# [WHAT YOU WILL DO]
Which lines run from the one containing "of the tree" to the end of the material below? Retype exactly those, both ends included, and nothing else.

# [PROVIDED RECORDS]
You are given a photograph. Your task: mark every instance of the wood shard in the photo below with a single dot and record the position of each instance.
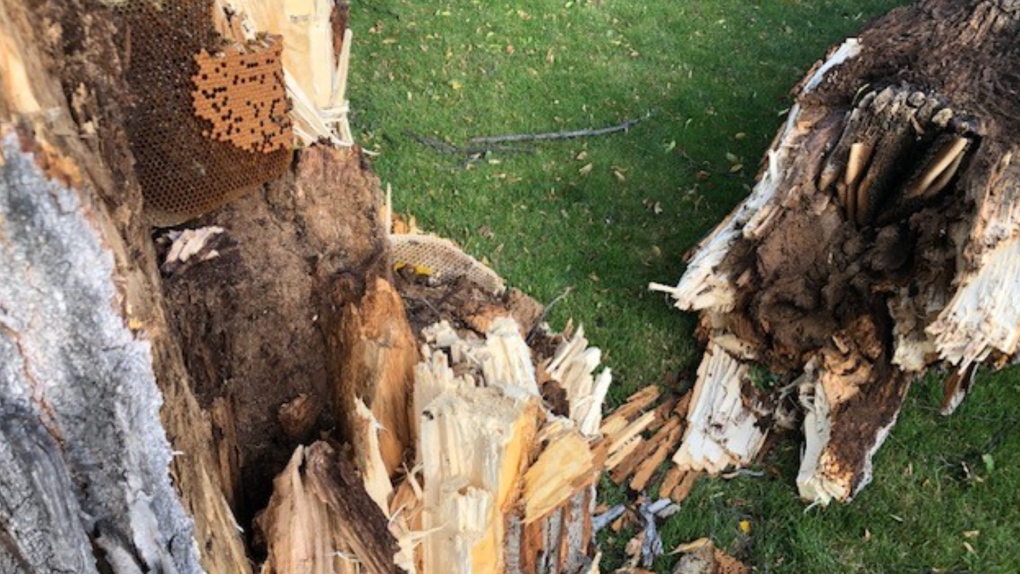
(721, 430)
(564, 466)
(320, 519)
(507, 484)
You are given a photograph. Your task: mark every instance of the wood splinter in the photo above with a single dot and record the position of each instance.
(942, 167)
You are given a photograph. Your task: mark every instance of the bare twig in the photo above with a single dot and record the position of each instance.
(470, 152)
(545, 313)
(560, 135)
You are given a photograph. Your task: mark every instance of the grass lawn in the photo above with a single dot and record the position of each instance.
(606, 215)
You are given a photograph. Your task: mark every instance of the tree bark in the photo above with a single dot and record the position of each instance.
(881, 240)
(86, 353)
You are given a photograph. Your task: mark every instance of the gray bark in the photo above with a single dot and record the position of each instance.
(84, 455)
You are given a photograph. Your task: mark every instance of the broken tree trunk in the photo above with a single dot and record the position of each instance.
(86, 353)
(153, 384)
(881, 241)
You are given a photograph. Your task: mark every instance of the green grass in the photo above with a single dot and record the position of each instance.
(715, 75)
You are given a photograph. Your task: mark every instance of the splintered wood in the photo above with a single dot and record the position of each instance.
(882, 240)
(315, 69)
(495, 481)
(641, 435)
(506, 482)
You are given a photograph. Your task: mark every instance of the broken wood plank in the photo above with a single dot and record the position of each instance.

# [YOUR SOLUTION]
You are given a photograph. Your task: mark every instance of the tree bark in the photo above with a single dot and record the position of each instance.
(881, 240)
(86, 353)
You are given a photograph. Your task: mark every instance of the gray bark in the photo above with a single dot and record the position of each instance.
(84, 455)
You are given a photograph. Your task: mark every instance of the broken tree trunk in the photo above with a single dot and record the position of each instance.
(86, 353)
(153, 384)
(881, 241)
You are given a photograph. Your task: mark every instance of the green grass in the photo above with a single dot and record the position of each instance.
(715, 75)
You are given a photograph. Your task: mark every instance of the splintered wood in the photo above with a single dot and record the position of each instance.
(882, 240)
(315, 69)
(495, 481)
(641, 435)
(506, 482)
You are given a photograph. Your task: mark every instance of the broken wood plank in the photo above with a single dot and record the position of each instance.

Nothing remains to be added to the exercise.